> [AIM]: The line containing "Locate each instance of the green lawn" marks the start; return it and every line after it in the listing below, exactly, through the last.

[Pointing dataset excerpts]
+-------+
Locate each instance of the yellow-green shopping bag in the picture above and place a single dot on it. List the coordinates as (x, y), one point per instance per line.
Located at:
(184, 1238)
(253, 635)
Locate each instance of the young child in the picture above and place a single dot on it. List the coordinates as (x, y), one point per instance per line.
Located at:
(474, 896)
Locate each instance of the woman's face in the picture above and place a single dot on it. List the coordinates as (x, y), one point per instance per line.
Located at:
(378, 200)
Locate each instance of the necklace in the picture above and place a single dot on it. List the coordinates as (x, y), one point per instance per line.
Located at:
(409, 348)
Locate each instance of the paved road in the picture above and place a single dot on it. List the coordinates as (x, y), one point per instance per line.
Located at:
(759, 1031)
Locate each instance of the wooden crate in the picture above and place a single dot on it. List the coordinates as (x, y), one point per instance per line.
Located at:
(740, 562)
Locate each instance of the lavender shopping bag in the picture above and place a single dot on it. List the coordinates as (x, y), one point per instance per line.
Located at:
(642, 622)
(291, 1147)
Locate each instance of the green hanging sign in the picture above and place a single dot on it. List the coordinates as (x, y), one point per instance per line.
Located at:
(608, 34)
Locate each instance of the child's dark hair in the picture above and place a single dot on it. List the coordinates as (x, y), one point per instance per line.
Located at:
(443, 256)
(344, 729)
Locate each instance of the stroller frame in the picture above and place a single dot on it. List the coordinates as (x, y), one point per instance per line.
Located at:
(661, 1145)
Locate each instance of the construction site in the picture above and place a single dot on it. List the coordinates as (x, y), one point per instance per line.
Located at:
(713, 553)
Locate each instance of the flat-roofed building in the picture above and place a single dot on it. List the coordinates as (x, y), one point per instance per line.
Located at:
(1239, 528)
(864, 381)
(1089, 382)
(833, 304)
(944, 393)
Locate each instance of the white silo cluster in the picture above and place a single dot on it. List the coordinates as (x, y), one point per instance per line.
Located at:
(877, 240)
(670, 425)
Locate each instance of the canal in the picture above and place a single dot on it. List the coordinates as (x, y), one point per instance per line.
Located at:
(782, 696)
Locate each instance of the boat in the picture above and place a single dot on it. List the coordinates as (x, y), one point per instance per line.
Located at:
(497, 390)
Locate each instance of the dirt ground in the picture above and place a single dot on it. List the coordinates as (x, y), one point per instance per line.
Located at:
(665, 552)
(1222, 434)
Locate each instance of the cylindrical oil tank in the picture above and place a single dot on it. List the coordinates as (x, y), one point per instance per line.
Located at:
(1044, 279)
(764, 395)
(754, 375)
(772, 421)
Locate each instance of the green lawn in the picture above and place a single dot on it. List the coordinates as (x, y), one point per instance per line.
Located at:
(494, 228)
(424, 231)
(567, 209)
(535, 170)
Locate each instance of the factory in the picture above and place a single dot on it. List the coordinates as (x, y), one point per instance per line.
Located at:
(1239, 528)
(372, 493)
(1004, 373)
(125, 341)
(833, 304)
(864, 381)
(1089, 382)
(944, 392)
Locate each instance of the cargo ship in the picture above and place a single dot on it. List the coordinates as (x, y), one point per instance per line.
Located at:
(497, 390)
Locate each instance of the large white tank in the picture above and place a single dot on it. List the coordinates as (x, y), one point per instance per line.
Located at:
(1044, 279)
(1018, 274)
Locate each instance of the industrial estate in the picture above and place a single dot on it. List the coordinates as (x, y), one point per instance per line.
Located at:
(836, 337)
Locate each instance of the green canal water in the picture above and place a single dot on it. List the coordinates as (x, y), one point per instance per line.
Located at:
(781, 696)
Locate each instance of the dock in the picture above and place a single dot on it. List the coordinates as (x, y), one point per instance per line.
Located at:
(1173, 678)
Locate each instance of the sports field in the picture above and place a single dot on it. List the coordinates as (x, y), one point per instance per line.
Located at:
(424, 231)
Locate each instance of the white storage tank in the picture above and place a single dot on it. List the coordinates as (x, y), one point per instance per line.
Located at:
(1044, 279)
+-------+
> [RESULT]:
Locate each instance of the green lawn in the picture above and place a single dot on it. List the coordinates as (x, y), one point per instance per line.
Located at:
(494, 228)
(424, 231)
(567, 209)
(535, 170)
Locate each instance of the factory in the picture above and place a single dot on it. List the coordinates as (x, y), one point per instance per line.
Located at:
(1239, 528)
(372, 493)
(1004, 373)
(125, 341)
(833, 304)
(864, 381)
(1089, 382)
(944, 392)
Locate each instance of the cargo ship in the picture above and place a single dot on it. List the coordinates as (x, y), one point per instance per line.
Located at:
(497, 390)
Locate each instance of the large white tank in the picture above and place a single dot on it. List the coordinates as (x, y), one point per instance per line.
Located at:
(1044, 279)
(1018, 274)
Locate each instance of the industrial estate in the picture above and place a single dot on it. List the coordinates as (x, y), one point per instance per line.
Located at:
(836, 337)
Locate each instance of the green canal water in the picture above and place a single dot on it. List the coordinates as (x, y), one point per instance per line.
Located at:
(781, 696)
Locate each instance of the dock in the picture above and place a single dot on it. List the coordinates as (x, y), one point per instance per line.
Located at:
(1173, 678)
Locate each instance of the sports field in the picture above and place a single dot on it. List the coordinates as (x, y), one point per instance per line.
Located at:
(424, 231)
Locate each instance of the white storage tank in the picture above and place a single dot on it. List the coordinates as (x, y), one point per instance per line.
Located at:
(1044, 279)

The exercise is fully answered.